MATERIAL FOR THIS TASK>
==================================================
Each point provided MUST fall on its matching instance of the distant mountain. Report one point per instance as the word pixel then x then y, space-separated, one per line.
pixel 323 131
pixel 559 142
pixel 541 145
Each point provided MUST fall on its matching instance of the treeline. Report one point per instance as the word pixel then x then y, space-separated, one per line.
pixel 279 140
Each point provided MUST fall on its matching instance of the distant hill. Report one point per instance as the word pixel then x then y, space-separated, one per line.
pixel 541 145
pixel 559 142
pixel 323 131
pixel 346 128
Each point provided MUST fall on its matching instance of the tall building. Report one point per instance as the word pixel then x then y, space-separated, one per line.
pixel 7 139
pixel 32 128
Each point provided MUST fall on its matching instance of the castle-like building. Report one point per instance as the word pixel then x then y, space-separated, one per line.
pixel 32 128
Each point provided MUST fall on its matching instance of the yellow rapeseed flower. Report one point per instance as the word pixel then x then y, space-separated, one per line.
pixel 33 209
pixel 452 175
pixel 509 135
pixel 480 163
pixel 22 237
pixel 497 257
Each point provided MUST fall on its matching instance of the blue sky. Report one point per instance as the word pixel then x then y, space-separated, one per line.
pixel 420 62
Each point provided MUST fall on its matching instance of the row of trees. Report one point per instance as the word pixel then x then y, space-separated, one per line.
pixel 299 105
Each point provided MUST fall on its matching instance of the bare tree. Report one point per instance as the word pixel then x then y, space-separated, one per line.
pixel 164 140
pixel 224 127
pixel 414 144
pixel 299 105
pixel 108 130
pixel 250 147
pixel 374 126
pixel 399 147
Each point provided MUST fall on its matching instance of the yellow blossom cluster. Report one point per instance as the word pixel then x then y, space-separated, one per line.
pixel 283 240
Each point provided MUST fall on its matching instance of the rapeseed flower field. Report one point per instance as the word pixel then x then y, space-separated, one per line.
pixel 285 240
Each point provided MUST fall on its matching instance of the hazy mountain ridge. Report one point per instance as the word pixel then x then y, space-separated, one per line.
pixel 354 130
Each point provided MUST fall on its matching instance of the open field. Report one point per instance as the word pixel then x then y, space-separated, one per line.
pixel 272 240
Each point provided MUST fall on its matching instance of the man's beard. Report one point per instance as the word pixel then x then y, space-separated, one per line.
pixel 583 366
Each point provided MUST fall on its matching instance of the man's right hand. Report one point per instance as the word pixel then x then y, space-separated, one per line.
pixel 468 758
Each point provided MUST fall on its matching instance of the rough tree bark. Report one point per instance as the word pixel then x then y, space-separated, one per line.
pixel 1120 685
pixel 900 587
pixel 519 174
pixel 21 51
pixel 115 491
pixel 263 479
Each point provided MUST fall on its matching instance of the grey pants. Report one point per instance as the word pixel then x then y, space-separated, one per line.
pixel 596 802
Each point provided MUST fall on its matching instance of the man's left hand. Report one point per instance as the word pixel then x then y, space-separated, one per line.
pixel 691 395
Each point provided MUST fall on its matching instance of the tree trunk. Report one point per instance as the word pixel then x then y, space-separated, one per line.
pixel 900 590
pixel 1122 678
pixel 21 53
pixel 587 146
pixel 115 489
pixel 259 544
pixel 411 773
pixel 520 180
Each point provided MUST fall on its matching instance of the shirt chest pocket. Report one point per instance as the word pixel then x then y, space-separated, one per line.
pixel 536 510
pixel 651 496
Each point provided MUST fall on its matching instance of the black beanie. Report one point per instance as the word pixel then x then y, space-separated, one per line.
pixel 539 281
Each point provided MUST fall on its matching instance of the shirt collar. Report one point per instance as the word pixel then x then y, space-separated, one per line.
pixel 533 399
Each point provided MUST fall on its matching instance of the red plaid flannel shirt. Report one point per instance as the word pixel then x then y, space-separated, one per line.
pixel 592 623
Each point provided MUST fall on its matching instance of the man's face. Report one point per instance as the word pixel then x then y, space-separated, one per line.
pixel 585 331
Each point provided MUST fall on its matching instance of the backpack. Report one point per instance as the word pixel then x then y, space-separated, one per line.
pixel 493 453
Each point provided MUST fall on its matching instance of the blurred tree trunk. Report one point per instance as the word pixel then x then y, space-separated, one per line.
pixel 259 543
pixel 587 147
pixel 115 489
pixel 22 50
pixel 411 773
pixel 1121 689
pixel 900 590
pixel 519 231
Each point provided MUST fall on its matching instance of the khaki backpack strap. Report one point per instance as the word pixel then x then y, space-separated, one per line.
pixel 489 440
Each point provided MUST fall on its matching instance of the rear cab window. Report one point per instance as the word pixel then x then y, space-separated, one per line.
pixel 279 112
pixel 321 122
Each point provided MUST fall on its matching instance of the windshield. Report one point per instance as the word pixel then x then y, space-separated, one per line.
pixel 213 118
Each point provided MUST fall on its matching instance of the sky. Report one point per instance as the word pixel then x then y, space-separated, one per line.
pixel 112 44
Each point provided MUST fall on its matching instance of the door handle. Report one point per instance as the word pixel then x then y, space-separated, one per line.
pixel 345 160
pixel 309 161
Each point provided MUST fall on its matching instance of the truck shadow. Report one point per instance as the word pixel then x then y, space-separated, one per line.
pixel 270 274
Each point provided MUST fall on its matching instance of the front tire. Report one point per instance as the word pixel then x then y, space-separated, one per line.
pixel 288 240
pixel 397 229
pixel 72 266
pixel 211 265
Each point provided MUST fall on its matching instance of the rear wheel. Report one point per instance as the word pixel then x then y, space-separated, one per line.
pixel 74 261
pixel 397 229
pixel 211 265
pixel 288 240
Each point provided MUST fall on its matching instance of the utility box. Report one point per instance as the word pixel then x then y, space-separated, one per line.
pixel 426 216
==================================================
YOUR OBJECTIVE> Would you output all the records above exactly as written?

WRITTEN RESPONSE>
Each point provided MUST fall on its matching instance of the distant mountain. Report one point per instance as the word pixel then x then y, space-separated, one per line.
pixel 323 131
pixel 559 142
pixel 541 145
Each point provided MUST fall on its matching instance of the treeline. Report one point per instance as the word pixel then x then y, space-separated, one per line.
pixel 279 140
Each point provided MUST fall on its matching instance of the distant hill. Report one point per instance as the word pixel then x then y, space-separated, one per line.
pixel 541 145
pixel 559 142
pixel 323 131
pixel 346 128
Each point provided MUST fall on its matching instance of the tall building. Report one point per instance as the word pixel then x then y, space-separated, one per line.
pixel 7 139
pixel 32 128
Each point provided MUST fall on its matching instance of the castle-like building. Report one point per instance as the word pixel then x then y, space-separated, one per line.
pixel 32 128
Each point provided MUST fall on its matching instance of the yellow rapeseed flower. Report one point per instance as the word pixel then x then y, space-separated, one per line.
pixel 33 209
pixel 452 175
pixel 509 135
pixel 480 163
pixel 22 237
pixel 497 257
Each point provided MUST fall on its matching instance of the blue sky. Report one point per instance as the word pixel then x then y, space-separated, one per line.
pixel 420 62
Each point provided MUST fall on its matching instance of the row of trees. Report one point per instance as the word pixel then x then y, space-separated, one per line.
pixel 299 105
Each point provided MUST fall on its matching instance of the bare tree. Report one point per instance as the word pixel then x then y, space-separated, one per line.
pixel 164 140
pixel 224 127
pixel 414 144
pixel 299 105
pixel 108 130
pixel 250 147
pixel 374 126
pixel 399 147
Each point provided MUST fall on its matching instance of the yellow blossom cluster. Report one point per instance as the word pixel then x then y, space-separated, one per line.
pixel 283 240
Each point provided MUST fall on its matching instance of the rapeseed flower field. Report one point per instance as the word pixel then x then y, space-separated, one per line.
pixel 285 240
Each point provided MUST fall on its matching instance of the hazy mountain ridge. Report one point per instance as the word pixel then x then y, space-separated, one per line.
pixel 354 130
Each point provided MUST fall on its matching instance of the open field. Report one point per instance as the word pixel then x then y, space-separated, one per line.
pixel 272 240
Each point provided MUST fall on its matching instance of the man's beard. Report one point per instance as the word pixel then x then y, space-separated, one per line.
pixel 583 366
Each point provided MUST fall on its matching instance of the man's right hand. Report one point per instance as the word pixel then x then y, space-separated, one per line.
pixel 468 758
Each point provided MUST fall on its matching instance of the rough tree bark. Report one point per instance as the word pixel then x then y, space-separated, one per line.
pixel 1120 685
pixel 900 587
pixel 519 174
pixel 21 51
pixel 115 491
pixel 263 479
Each point provided MUST fall on its matching instance of the grey pants. Report one point per instance as the word pixel then x then y, space-separated, one per line.
pixel 596 802
Each point provided MUST fall on its matching instance of the man's left hand. Report one point per instance as the word pixel then x then y, space-separated, one per line.
pixel 691 395
Each point provided MUST fall on its matching instance of the tree trunk. Report one point per instance as the word pixel then x then y, space-separated, one per line.
pixel 900 590
pixel 1122 678
pixel 21 53
pixel 587 146
pixel 115 489
pixel 259 544
pixel 411 773
pixel 520 180
Each point provided MUST fall on its matching instance of the shirt chest pocket. Report one point per instance as the word pixel then x then y, space-separated, one per line.
pixel 536 510
pixel 651 496
Each point provided MUST fall on its matching instance of the black beanie. Report one point per instance as the word pixel then x then y, space-separated, one per line.
pixel 539 281
Each point provided MUST fall on its matching instance of the shirt collar. Report one point per instance as the word pixel then x then y, space-separated, one per line.
pixel 533 399
Each point provided MUST fall on its matching instance of the red plaid flannel shirt. Report one point per instance as the word pixel then x then y, space-separated, one per line.
pixel 592 623
Each point provided MUST fall on its matching instance of the man's face. Report one point per instance as the word pixel then x then y, space-separated, one per line.
pixel 585 331
Each point provided MUST fall on its matching instance of the backpack. Report one point per instance as the word pixel then x then y, space-separated, one per line.
pixel 493 453
Each point provided MUST fall on its matching instance of the blurred tree trunk. Report one point per instance as the word pixel then x then y, space-separated, one per line.
pixel 259 543
pixel 587 147
pixel 115 489
pixel 22 50
pixel 411 773
pixel 1121 689
pixel 900 590
pixel 519 231
Each point provided MUST fall on its matching instance of the khaki backpack strap. Report one point per instance as the word pixel then x then y, space-separated, one per line.
pixel 489 440
Each point provided MUST fall on its matching instance of the rear cab window. Report one point per instance as the word pixel then x then y, space-separated, one per line.
pixel 279 112
pixel 321 122
Each point provided MUST fall on its matching instance of the windshield. Report one point per instance as the word pixel then x then y, space-separated, one per line.
pixel 213 118
Each point provided MUST fall on its matching instance of the sky. Report one point per instance as the word pixel then x then y, space-separated, one per line.
pixel 112 44
Each point provided MUST fall on its matching instance of the door handle. Report one point per instance as the word pixel then x then y, space-separated, one per line.
pixel 345 160
pixel 309 161
Each point provided MUST fall on its matching instance of the truck shadow. Report one point per instance as the word pixel then x then y, space-separated, one per line.
pixel 270 274
Each point provided MUST fall on its matching instance of the front tire. Report one point per instance as the word pixel then x then y, space-separated, one per line.
pixel 288 240
pixel 397 229
pixel 72 266
pixel 211 265
Each point provided MUST fall on its matching instance of the rear wheel. Report one point per instance as the word pixel then x then y, space-separated, one per line.
pixel 74 261
pixel 397 229
pixel 211 265
pixel 288 240
Each point provided MUST fall on its matching instance of the utility box. Report one point per instance as the word pixel then x then y, space-separated, one per line.
pixel 426 216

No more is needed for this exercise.